*** Block opens ***

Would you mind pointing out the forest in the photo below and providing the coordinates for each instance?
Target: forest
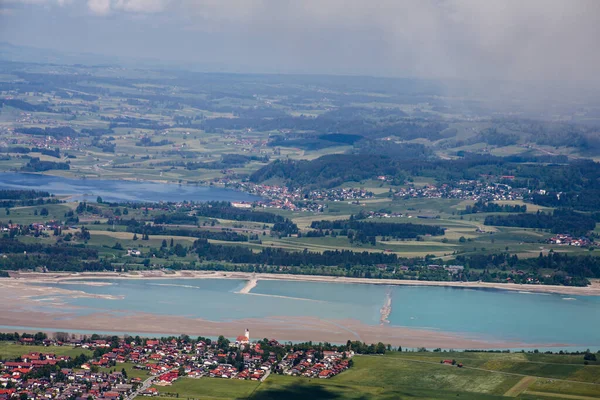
(560, 221)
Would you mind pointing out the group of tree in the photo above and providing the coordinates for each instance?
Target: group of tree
(482, 206)
(37, 165)
(361, 231)
(559, 221)
(277, 256)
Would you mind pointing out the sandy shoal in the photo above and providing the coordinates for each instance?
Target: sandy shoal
(591, 290)
(20, 307)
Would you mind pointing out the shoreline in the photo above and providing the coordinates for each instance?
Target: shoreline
(69, 197)
(591, 290)
(25, 304)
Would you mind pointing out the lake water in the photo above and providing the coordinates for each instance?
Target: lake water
(120, 191)
(493, 314)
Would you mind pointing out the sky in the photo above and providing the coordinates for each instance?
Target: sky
(518, 40)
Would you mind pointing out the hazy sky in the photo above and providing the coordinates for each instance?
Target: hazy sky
(551, 40)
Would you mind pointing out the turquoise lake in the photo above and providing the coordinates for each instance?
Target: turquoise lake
(120, 191)
(493, 314)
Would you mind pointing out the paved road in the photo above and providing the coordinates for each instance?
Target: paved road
(145, 385)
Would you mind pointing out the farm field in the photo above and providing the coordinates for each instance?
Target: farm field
(12, 351)
(420, 375)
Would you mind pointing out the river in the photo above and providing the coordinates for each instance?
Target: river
(120, 191)
(499, 315)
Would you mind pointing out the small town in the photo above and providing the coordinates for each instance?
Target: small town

*** Block closes ***

- _Your assignment_:
Retype the records exactly, but skip the pictures.

- _Answer to this exercise_:
Would you mind pointing out the forest in the photo below and providing the coordinates for each instance?
Target: forest
(560, 221)
Would you mind pointing out the group of tree in the photo above and providing the coordinates for each instance?
Target: group of tree
(482, 206)
(37, 165)
(361, 231)
(559, 221)
(277, 256)
Would you mind pointing out the sandy shoal in the photo above and providing the coordinates for each instance?
Target: sandy shoal
(591, 290)
(20, 307)
Would you mind pointing out the shoreline in the photo above and providing the coordinates for each instance?
Target: shoreline
(69, 197)
(591, 290)
(25, 304)
Would you mind pointing out the lake water in the photo above and providing the coordinates for each instance?
Target: lake water
(120, 191)
(493, 314)
Would you mind pointing out the sky in the photo above and providing the coordinates for each instance?
Target: sky
(518, 40)
Would you mind pointing out the hazy sky in the photo above and providing the coordinates for each instance?
Target: hazy sky
(551, 40)
Would you mind pointing out the turquoise lake in the photo above and providing the coordinates for each instance?
Target: turquoise lake
(120, 191)
(493, 314)
Would you mind pointing out the paved road in the photo above and providing the coordinates for each instance?
Target: paved road
(145, 385)
Would you mind pointing out the farm field in the photo above and providing the coordinates for each instance?
Target: farm field
(12, 351)
(420, 375)
Would you mind pointing out the river in the photo above and providing the coordinates for each instance?
Target: river
(120, 191)
(499, 315)
Would you mind pointing out the small town in the photo above and providing the coordinates for each instance?
Target: small town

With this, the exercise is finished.